THE TASK: Reproduce every entry that follows word for word, but omit the images.

GIVEN INFORMATION:
—————

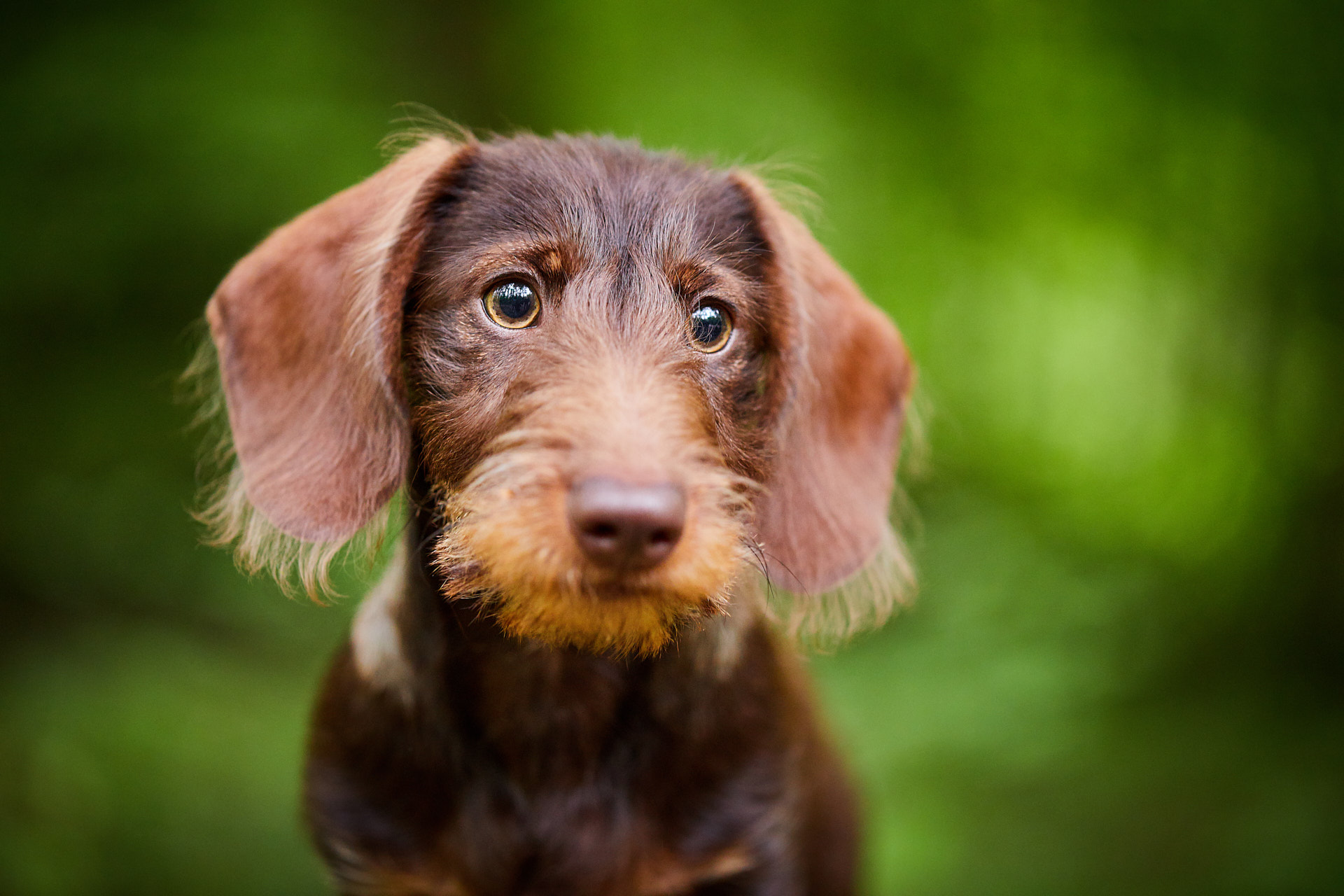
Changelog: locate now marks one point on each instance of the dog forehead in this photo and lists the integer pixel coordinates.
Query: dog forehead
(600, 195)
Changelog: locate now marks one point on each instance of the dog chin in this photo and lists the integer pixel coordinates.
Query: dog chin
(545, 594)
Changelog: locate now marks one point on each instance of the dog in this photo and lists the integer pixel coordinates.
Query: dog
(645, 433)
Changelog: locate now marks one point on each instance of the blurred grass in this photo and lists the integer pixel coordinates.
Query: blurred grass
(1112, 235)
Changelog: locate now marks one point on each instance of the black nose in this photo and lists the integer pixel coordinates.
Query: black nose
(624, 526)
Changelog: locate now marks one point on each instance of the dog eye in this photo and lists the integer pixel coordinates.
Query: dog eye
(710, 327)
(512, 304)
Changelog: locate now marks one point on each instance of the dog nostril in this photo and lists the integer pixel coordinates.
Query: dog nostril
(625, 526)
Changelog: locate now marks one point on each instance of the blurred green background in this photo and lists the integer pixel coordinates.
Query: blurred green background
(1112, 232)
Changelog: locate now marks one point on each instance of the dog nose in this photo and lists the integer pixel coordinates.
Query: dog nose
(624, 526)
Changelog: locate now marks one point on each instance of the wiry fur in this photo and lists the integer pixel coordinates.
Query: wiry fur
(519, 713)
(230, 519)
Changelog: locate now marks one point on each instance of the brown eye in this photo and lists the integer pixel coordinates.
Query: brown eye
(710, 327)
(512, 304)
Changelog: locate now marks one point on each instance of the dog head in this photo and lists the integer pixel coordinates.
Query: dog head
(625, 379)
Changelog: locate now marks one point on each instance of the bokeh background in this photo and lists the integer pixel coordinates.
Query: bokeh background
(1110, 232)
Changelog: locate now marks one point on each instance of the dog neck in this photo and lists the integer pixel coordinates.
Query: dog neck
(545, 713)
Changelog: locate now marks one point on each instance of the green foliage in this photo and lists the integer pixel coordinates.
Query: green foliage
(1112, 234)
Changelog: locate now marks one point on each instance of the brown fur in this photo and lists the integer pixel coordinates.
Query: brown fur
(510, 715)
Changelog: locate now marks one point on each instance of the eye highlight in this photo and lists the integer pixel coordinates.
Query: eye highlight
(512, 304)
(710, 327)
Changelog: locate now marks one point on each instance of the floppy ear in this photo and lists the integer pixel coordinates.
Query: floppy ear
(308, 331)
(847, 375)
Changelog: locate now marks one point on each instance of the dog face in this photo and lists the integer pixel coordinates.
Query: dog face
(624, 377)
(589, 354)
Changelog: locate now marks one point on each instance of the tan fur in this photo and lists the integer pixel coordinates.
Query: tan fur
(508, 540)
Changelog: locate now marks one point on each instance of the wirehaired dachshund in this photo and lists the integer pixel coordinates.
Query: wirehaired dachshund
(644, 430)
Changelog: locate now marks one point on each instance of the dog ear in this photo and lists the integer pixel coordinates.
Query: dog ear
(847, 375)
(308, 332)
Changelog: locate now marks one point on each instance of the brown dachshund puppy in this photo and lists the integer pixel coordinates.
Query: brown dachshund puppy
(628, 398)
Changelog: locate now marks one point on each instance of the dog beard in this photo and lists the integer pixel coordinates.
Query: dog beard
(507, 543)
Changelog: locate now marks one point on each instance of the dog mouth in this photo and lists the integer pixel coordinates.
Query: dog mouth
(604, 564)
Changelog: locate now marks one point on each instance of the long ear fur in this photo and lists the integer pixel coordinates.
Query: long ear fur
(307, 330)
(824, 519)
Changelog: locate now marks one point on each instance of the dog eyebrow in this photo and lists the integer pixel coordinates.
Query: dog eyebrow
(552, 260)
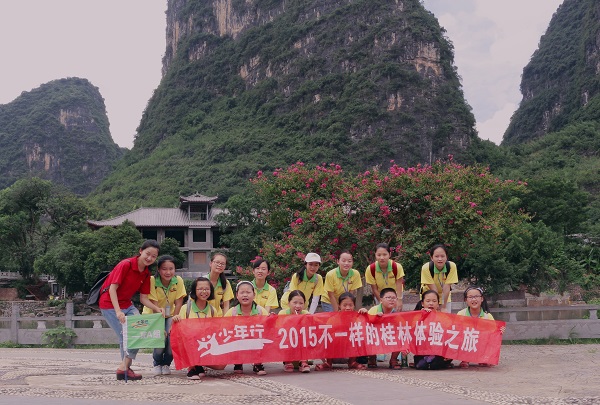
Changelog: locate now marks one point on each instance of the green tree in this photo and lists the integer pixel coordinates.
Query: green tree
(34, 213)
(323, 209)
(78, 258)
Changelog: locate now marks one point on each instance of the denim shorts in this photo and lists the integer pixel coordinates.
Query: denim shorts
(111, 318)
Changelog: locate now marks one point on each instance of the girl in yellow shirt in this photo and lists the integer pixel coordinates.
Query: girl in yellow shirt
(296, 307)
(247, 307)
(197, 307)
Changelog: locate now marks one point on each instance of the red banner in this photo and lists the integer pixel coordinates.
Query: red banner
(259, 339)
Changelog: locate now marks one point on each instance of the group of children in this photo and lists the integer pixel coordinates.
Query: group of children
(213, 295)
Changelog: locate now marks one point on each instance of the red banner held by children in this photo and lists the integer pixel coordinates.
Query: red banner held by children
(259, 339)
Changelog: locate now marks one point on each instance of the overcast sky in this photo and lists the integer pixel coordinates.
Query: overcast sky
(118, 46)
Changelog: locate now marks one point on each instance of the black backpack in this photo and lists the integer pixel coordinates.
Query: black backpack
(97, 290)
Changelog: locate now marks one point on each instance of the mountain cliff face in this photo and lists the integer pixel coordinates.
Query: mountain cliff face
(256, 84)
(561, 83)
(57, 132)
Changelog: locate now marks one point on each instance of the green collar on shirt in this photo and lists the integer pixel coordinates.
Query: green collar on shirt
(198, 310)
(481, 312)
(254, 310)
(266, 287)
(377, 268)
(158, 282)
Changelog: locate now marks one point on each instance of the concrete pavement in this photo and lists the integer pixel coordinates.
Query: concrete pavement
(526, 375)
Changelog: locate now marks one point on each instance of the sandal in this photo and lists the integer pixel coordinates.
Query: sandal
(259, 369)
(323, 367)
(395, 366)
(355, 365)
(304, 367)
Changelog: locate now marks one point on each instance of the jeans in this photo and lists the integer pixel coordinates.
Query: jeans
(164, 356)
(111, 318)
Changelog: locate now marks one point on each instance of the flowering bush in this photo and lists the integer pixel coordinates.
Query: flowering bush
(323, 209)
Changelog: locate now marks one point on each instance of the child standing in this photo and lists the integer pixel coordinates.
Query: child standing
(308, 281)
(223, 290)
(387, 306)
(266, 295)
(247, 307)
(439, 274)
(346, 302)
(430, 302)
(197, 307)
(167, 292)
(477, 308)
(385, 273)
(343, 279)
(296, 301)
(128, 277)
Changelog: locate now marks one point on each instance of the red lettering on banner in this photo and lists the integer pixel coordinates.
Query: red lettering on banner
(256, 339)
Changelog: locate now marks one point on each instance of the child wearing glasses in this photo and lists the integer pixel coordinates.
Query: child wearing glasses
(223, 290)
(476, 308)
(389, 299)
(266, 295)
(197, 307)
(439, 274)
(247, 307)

—————

RESULT OF THE TASK:
Changelog: locate now marks one point on each instance of the dog forehead in this photo and lists the integer pixel coordinates.
Query: dog forehead
(600, 195)
Changelog: locate now marks one point on each instance of the dog chin in this photo and lists the integer pixel coordinates.
Query: dog chin
(545, 594)
Changelog: locate now marks one point on each instance of the dog in this photo and lists the integer pixel coordinates.
Query: dog
(645, 433)
Changelog: locate now marks one point on each instance of the blurred grass in this photo and lists the integer pixel coordinates.
Query: blurred grass
(1112, 235)
Changelog: locate now marks one point on each instance of the black nose in this photo and lists the integer pixel coordinates.
Query: black nose
(624, 526)
Changelog: locate now marks one point on each instance of the dog eye in this photo and lists the integer pixel coordinates.
Query: dog eye
(710, 327)
(512, 304)
Changelog: locate now marks one point on each instance of the dog nostril in this photo and lists the integer pixel coordinates.
Query: dog nostril
(625, 526)
Changelog: locate now marks one point on each instance of the blurred green background in this photo and lists the integer pixel coordinates.
Query: blurred green background
(1112, 232)
Changelog: locate now marks one point on each instance of the dog nose in this photo and lists the integer pixel coordinates.
Query: dog nose
(624, 526)
Changelog: locate now marks one point on each instance of the wiry fur in this photo and lists the integer pixel coordinates.
Query: wiry fur
(519, 713)
(230, 519)
Changelog: locate now marks one point on each instance of the brown eye in this photo and lists the integer pixel coordinates.
Query: brown eye
(710, 327)
(512, 304)
Changelog: locate now marks one point on each instance of the dog head in this photo and lists the integer pixel coordinates.
Query: dog head
(625, 379)
Changelog: locate now marks one point on each instance of the bokeh background in this photo and lists the integer pixel coordinates.
Query: bokeh background
(1110, 232)
Changelog: locate now marks one point on each instance of the dog neck in this photo and lists the integer pixel coordinates.
Query: dog neck
(545, 713)
Changelog: locate now marks one point on each instance of the green foliage in this photo and lists the integer pixel coordinates.
Query: green foliage
(1112, 234)
Changelog: locate now marks one point on each instance of the brown fur in this photo and lists the integer pixel coordinates.
Query: brown fur
(510, 715)
Changelog: locate now marks one point on each instance of the eye highlight in this photo and lists the integer pixel coordinates.
Query: eye highlight
(512, 304)
(710, 327)
Changelog: locate now marks one point on each instance of the floppy ear in this photo and lists the integer pixel coordinates.
Query: floppy ear
(308, 331)
(847, 375)
Changelog: locate now marks one point on each instance of the dog face in this photo and lists the integer pixel coordinates.
Query: dog face
(624, 377)
(589, 354)
Changelog: locate now marks one point on each instance of the tan fur in this photo and lists the integer pixel coordinates.
Query: tan fur
(508, 540)
Changelog: locate now marks one point on each instance of the wirehaired dachshund in this photo and lists the integer pixel coordinates.
Query: wirehaired dachshund
(644, 430)
Changelog: locate now marks one point on each instance of the dog ear in this photo and lists the integer pixel coordinates.
Query: dog ear
(847, 375)
(308, 332)
Changelog: locate now marks one point on each instance of the brown dachshund puppy in this photo and lists the integer pixel coordinates.
Query: brown dachshund puppy
(628, 398)
Changelog: locate now marks one point on each instance of the dog beard in this photo and lists the integer pixel coordinates.
Query: dog beard
(507, 543)
Changelog: locate now marks one point on each instance of the dog mouth in this photo and lists the integer pixel coordinates.
Query: dog mouth
(604, 564)
Changelog: locate now marks one point on each instance of the long ear fur in this photo and lists the integer pixel coordinates.
Query: long ear fur
(307, 330)
(824, 519)
Changelog: locate now marks one point on each instance of the dog eyebrow in this photo and lists the integer pixel coordinates.
Query: dog eyebrow
(552, 260)
Changelog: locate now marks one point on each instance of the green tree in this photo and lists the integer pixel coordinates.
Query: green tree
(34, 213)
(323, 209)
(78, 258)
Changelog: locate now marks one point on each instance of the denim shorts in this photo and lists the integer pixel coordinates.
Query: denim shorts
(111, 318)
Changelog: locate now marks one point on each instance of the girl in yellow shirt in this photo and lists the integer pixel coordinates.
Query: girl in yellow shirt
(296, 307)
(247, 307)
(197, 307)
Changelog: locate now marks one point on each instance of the red banner in this photo and lists the integer pixel coordinates.
Query: red banner
(259, 339)
Changelog: locate now marks one point on each instance of the group of children in this photo and lists the integer pixel coordinates.
Query: group of children
(213, 295)
Changelog: locate now marks one point on each instance of the red banner held by children in this photo and lists the integer pixel coordinates.
Query: red banner held by children
(259, 339)
Changelog: locate now marks one point on each instance of the overcast sky in this photo and lists the integer pixel coordinates.
Query: overcast sky
(118, 46)
Changelog: locate now marks one point on each instance of the black backpack in this photo and lists the integer pixel coordinates.
Query: black backpack
(97, 290)
Changelog: locate now marks one point on each instance of the mountain cliff face in this photo and lists the integer pixel coordinates.
Query: mountain cliff face
(256, 84)
(561, 83)
(57, 132)
Changelog: locate now marks one point on each instance of the green collar on shirt in this photo and lists the integer pixel coordinates.
Query: green collar on shirt
(198, 310)
(481, 312)
(254, 310)
(266, 287)
(377, 268)
(158, 282)
Changelog: locate now marks one point on each instance of the concrete pavement in this photo and lists the integer pixel coordinates.
Query: concrete pavement
(526, 375)
Changelog: locate now marks one point on each instance of the sandal in this photo and lists the integer pixel coordinates.
Query: sandal
(259, 369)
(323, 367)
(395, 366)
(355, 365)
(304, 367)
Changelog: locate now marks one point on each instance of the jeans in this photo and lists the integer pixel coordinates.
Query: jeans
(164, 356)
(111, 318)
Changelog: locate now marks one point on each instance of the flowering bush in this photo and lists the integer pixel coordinates.
Query: flowering bush
(323, 209)
Changelog: locate now marks one point on each instance of the child standing in this photo and lists the integer pixel coordinates.
Query: child standing
(308, 281)
(223, 290)
(387, 306)
(266, 295)
(247, 307)
(439, 274)
(346, 302)
(430, 302)
(197, 307)
(167, 292)
(477, 308)
(385, 273)
(343, 279)
(296, 301)
(128, 277)
Changelog: locate now marks one point on each instance of the red lettering on banner in this photo and lists the integer pixel coordinates.
Query: red lettering on banner
(256, 339)
Changelog: locate now marks one point on each instance of the child wearing glasses in this photo and lists the integer pixel coordinates.
Query: child wearing glasses
(223, 290)
(476, 308)
(389, 299)
(266, 295)
(197, 307)
(439, 274)
(247, 307)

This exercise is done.